● **What to do**
Your task is to output the data exactly as it stands.

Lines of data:
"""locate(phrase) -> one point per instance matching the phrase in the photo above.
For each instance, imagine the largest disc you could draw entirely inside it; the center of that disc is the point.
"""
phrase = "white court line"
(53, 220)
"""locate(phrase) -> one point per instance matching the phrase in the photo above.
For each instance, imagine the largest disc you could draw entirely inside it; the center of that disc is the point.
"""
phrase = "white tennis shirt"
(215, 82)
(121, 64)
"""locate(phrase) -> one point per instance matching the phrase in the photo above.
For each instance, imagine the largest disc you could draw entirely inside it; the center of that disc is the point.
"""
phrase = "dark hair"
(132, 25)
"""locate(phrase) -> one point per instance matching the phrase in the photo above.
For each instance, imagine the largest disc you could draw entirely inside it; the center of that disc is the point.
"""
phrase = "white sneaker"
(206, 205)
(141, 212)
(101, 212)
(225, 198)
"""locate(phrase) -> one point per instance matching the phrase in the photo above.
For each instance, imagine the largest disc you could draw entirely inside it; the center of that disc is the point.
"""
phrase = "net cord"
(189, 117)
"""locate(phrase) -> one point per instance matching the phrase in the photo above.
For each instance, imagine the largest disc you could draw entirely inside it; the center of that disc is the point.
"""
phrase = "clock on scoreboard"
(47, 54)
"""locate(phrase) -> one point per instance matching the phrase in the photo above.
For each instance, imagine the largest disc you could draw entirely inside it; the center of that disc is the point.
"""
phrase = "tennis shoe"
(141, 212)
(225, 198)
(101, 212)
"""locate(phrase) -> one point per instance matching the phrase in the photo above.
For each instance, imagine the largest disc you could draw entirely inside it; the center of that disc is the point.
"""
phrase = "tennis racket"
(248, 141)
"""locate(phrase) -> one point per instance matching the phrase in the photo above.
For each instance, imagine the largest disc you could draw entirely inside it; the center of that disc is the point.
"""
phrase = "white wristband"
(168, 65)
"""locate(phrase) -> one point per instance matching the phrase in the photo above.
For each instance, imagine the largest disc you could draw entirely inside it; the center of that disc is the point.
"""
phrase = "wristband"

● **Full answer**
"""locate(phrase) -> one point per instance matching the phrase in the photo above.
For each instance, imagine the largest disc you could draw entirely inside it; the center of that disc is the point.
"""
phrase = "white court line"
(53, 220)
"""locate(phrase) -> one point per instance matching the phrase in the photo above.
For each instance, imagine the largest disc you could draw entirely inside it; the center of that disc is the point.
"""
phrase = "white tennis shirt"
(215, 82)
(121, 64)
"""locate(phrase) -> one point per instance matching the phrase in the photo above.
For each instance, imagine the largest disc you could draw entirely inside it; the center of that disc is the point.
"""
phrase = "dark hair"
(132, 25)
"""locate(phrase) -> one point per instance matching the phrase in the photo above.
For each instance, imagine the largest disc you could draw entirely inside it; the center of that disc is the point.
"""
phrase = "white sneaker"
(206, 205)
(141, 212)
(101, 212)
(225, 198)
"""locate(phrase) -> one point per instance matching the phrase in the photo above.
For each instance, imagine the largest disc you could draw entirely inside it; the center of that disc is the point.
"""
phrase = "net cord"
(189, 117)
"""locate(phrase) -> one point per instance matching the phrase in the photo above.
For each instance, imagine the largest disc you could draw entirely inside it; the center of that disc is the point.
"""
phrase = "clock on scoreboard"
(47, 54)
"""locate(phrase) -> one point per instance matching the phrase in the photo above.
For each instance, imagine the largest disc you could draw entirely inside it; the center of that disc is the point.
"""
phrase = "tennis shoe"
(141, 212)
(225, 198)
(101, 212)
"""locate(phrase) -> one point per instance matching the phrase in the photo above.
For each instance, imagine the largest disc you could draw entirely inside it; the center of that disc is the point.
"""
phrase = "tennis racket"
(248, 141)
"""locate(phrase) -> one point per instance matching the phrase in the photo above.
For each instance, imagine the largest disc you could draw entirely inside it; the center of that disc is the point.
"""
phrase = "white wristband"
(168, 65)
"""locate(phrase) -> one point per instance matching the phrase in the photo above.
For each instance, imagine the largest disc you could draw entirely inside it; the center of that disc is the point.
"""
phrase = "wristband"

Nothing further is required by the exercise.